## START Task material
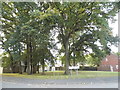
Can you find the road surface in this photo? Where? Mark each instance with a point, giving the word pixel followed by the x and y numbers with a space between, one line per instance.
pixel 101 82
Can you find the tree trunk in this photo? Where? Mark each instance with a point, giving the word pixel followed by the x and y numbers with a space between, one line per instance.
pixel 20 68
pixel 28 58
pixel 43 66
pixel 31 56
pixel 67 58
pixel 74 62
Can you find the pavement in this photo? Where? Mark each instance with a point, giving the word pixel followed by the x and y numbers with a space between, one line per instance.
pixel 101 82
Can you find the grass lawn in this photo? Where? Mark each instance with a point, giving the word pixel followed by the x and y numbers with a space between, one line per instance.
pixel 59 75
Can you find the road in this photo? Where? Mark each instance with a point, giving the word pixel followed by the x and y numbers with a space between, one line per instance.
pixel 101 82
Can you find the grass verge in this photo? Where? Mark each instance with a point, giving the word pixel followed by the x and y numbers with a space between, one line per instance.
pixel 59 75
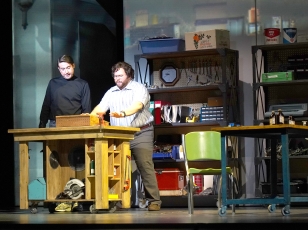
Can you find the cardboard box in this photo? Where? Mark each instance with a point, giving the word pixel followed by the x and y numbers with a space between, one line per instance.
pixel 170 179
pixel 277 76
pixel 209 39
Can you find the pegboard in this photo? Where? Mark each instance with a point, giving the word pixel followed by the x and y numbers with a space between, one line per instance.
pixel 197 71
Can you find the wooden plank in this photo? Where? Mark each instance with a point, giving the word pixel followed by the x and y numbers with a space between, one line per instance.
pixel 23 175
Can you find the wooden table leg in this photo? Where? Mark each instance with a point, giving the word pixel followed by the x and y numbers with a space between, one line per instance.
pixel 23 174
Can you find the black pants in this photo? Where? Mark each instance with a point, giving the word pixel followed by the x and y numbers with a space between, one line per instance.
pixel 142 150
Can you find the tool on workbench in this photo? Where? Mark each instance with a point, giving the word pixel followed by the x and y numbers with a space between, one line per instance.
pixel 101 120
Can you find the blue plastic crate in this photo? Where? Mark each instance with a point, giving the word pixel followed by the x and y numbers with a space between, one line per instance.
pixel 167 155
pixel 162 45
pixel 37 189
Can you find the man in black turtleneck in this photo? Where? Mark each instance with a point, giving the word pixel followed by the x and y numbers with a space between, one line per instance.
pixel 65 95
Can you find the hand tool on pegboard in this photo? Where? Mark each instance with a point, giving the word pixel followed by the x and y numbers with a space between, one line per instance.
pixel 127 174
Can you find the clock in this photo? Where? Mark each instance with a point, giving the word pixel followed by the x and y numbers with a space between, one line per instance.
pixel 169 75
## END Task material
## START Task material
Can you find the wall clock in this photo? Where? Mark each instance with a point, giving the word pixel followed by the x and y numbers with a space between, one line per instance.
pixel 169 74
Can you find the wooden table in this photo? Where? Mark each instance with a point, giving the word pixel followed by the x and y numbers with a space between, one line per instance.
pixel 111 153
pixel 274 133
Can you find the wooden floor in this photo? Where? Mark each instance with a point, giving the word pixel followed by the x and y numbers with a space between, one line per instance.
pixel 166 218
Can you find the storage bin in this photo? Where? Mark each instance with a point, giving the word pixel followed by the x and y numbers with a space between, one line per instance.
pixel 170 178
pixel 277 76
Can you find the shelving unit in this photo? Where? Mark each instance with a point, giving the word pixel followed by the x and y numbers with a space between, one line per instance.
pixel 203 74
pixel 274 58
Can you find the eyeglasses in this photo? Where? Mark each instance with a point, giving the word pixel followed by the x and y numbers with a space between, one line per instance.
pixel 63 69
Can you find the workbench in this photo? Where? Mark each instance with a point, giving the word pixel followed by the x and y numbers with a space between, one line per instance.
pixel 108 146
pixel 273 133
## END Task material
## What to do
Return every line of the listing above that contains the word "black".

## Answer below
Can you find the black pants in this photo? Where? Mark each instance with a point, giving the word pixel followed by the x and y numbers with a space between, one line per instance.
Can you find the man in black turtleneck in this photo? Where? Mark each instance with a point, giving the word pixel followed by the x and y numbers with a space between, one line per instance.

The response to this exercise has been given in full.